- Exercise -
Reproduce only the lines of the material below that start at the line containing "Target: chandelier" and stop at the line containing "Guideline: for each instance of the dark". Keep both end lines.

- Provided records -
______________________________

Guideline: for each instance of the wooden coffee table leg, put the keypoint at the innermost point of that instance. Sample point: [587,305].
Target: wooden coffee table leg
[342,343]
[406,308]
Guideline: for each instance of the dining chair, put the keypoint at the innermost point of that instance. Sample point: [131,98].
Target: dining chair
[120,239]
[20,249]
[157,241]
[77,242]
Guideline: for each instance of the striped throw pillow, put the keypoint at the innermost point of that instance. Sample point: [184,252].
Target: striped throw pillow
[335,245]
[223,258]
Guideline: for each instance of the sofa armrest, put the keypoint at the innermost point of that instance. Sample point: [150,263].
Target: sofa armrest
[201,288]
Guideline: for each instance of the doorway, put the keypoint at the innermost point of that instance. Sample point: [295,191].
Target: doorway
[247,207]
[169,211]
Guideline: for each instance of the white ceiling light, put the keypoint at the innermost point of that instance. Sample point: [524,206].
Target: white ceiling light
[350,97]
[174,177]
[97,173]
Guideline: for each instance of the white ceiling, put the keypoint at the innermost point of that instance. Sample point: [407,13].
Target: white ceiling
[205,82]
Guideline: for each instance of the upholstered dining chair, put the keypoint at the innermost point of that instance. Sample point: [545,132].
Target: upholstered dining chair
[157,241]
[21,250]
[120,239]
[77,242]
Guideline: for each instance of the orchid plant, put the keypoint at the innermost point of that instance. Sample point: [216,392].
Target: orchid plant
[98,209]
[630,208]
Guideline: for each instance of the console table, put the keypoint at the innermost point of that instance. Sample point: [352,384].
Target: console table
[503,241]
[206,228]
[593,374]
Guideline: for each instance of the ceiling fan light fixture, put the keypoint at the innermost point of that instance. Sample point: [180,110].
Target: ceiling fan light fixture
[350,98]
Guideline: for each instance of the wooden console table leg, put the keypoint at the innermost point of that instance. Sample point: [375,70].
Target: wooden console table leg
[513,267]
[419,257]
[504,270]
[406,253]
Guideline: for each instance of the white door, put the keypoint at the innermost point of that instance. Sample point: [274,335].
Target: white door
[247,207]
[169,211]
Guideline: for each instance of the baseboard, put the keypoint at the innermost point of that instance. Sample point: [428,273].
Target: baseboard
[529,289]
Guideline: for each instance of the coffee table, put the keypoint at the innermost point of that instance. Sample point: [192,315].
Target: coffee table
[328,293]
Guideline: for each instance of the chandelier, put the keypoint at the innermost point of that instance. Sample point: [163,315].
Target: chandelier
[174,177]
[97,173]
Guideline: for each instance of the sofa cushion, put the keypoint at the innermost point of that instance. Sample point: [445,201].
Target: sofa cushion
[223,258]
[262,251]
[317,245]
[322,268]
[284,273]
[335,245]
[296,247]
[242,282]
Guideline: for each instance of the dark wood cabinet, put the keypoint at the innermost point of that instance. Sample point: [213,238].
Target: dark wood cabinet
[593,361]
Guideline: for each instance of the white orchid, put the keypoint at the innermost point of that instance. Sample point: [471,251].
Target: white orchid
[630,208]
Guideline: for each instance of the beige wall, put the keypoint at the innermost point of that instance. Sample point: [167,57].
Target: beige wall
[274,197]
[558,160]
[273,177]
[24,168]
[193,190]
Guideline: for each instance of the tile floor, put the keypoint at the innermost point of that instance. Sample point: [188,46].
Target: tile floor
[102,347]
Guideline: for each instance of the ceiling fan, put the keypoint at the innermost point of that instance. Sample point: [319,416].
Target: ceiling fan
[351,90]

______________________________

- Result of the exercise -
Target: chandelier
[174,177]
[97,173]
Guideline: for each instance of the sofa cushion, put the keypoint at the innermost point of that instance. Sample point: [445,201].
Target: sofa cushion
[223,258]
[262,251]
[317,245]
[322,268]
[284,273]
[335,245]
[296,247]
[242,282]
Guideline: for each instance of the dark wood cabinet, put the keypoint at the innermost point of that instance. Sample point: [213,238].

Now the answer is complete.